(AIM OF THE TASK) Exactly reproduce each line of the listing that follows.
══ DATASET ROWS ══
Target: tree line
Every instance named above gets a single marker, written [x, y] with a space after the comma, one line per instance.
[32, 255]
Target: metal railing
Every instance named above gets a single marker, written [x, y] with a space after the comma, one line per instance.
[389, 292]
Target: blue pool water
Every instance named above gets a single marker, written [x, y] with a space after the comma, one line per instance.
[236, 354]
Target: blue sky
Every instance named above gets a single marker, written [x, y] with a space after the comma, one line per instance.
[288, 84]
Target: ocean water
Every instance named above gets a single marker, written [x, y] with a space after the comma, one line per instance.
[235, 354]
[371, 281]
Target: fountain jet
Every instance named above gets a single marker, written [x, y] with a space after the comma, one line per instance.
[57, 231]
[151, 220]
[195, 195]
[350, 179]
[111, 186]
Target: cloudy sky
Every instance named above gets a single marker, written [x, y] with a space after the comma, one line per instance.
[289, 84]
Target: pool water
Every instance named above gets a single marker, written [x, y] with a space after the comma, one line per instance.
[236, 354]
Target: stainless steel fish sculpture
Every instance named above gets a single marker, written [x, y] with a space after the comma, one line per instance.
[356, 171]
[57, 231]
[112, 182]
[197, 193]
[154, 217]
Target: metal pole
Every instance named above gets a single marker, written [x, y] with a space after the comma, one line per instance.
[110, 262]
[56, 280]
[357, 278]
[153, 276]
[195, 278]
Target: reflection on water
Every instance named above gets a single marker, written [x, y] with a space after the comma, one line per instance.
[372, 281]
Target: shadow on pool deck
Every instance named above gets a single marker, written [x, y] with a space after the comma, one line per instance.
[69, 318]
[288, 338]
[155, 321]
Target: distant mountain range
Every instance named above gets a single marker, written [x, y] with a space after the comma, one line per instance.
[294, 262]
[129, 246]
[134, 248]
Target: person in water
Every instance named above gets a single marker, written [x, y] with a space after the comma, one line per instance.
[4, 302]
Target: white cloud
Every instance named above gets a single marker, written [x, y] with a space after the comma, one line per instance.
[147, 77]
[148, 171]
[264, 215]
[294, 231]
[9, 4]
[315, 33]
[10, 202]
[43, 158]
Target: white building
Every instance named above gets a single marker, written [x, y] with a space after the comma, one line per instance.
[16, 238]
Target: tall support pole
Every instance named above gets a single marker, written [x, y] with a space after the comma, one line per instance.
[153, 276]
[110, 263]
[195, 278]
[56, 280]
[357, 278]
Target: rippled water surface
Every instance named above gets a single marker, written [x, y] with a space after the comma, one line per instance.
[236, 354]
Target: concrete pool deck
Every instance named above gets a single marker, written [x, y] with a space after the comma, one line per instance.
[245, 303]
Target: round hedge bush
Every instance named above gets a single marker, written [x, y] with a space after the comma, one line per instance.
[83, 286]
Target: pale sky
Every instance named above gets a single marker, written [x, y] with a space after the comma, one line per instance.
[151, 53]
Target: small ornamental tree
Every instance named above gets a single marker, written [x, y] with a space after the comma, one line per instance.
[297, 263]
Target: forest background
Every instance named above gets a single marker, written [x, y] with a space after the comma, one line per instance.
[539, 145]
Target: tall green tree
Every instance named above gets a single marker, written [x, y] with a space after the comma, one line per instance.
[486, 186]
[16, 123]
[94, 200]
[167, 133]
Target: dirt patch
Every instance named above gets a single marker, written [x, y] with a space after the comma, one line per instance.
═══
(WRITTEN SOLUTION)
Target: tree line
Every instance named above gets a single marker, written [x, y] with a space after the comma, one line per instance.
[32, 255]
Target: metal railing
Every instance named above gets a single marker, written [x, y] with a space after the comma, one line per instance.
[389, 292]
Target: blue pool water
Every instance named above gets a single marker, written [x, y] with a space after the comma, one line per instance.
[236, 354]
Target: blue sky
Every instance named above gets a single marker, written [x, y] with a space after the comma, one line per instance.
[288, 84]
Target: ocean water
Every instance named above gets a single marker, written [x, y] with a space after the comma, one line per instance.
[235, 354]
[371, 281]
Target: fountain jet
Every instance named above gets a single marker, written [x, y] with a space after the comma, one line per instance.
[57, 231]
[151, 220]
[195, 195]
[350, 179]
[111, 186]
Target: cloudy sky
Every instance named above gets a single marker, written [x, y] with a space after the comma, one line per instance.
[289, 84]
Target: pool water
Every instance named above gets a single marker, written [x, y] with a space after the comma, one line per instance.
[236, 354]
Target: stainless steel fish sculpture
Every instance named above gets a single marker, written [x, y] with a space after the comma, one line per instance.
[356, 171]
[57, 231]
[112, 182]
[197, 193]
[154, 217]
Target: metal pole
Every instance named above gets a single marker, written [x, y] with a space after the comma, one line per instance.
[110, 262]
[56, 280]
[357, 278]
[153, 276]
[195, 278]
Target: reflection on water
Every instance named above gets a single marker, written [x, y] with a space after the comma, one line per instance.
[372, 281]
Target: shadow on pool deck
Every instance named above gets a single marker, written [x, y] with a space after the comma, one line per instance.
[69, 318]
[288, 338]
[155, 321]
Target: distant mountain range
Every instance named above gets a single marker, written [x, y] with a space after the comma, one line per instance.
[294, 262]
[129, 246]
[134, 248]
Target: person in water
Every instance named above gets a single marker, written [x, y] with a space after the comma, one line per instance.
[4, 302]
Target: white cloud
Every instance named above gets a single marker, written [x, y] with a space after the comma, one line per instance.
[147, 77]
[148, 171]
[264, 215]
[294, 231]
[9, 4]
[315, 33]
[10, 202]
[43, 158]
Target: white building
Every instance named above gets a single marker, written [x, y] with a space after the comma, one line per instance.
[16, 238]
Target: tall support pole
Every instance named above gets a single marker, written [x, y] with a space after the comma, one line per instance.
[153, 276]
[110, 263]
[195, 278]
[56, 280]
[357, 278]
Target: rippled water surface
Every instance named above gets a single marker, written [x, y] with a space after the comma, one line per instance.
[236, 354]
Target: concrete pool deck
Every instance named above gets a single marker, written [x, y] with a space after the comma, one line per instance.
[245, 303]
Target: round hedge bush
Every instance named above gets a single marker, written [x, y] with a space after the comma, one line per instance.
[83, 286]
Target: pale sky
Every instance named above gets a single marker, written [x, y] with a space after the comma, one line per instance.
[151, 53]
Target: small ornamental tree
Every instance named above gets a single marker, written [x, y] with a space after the comma, one line per instance.
[297, 263]
Target: forest background
Every instance named above gets a single marker, written [x, y] with a space after the comma, one line per instance.
[539, 145]
Target: tall green tree
Every instance named above gets a single marker, written [x, y] with a space after the comma, one line per instance.
[486, 186]
[16, 123]
[94, 200]
[167, 133]
Target: dirt patch
Every instance named above gets a single marker, written [x, y] with a space after the comma, one line per instance.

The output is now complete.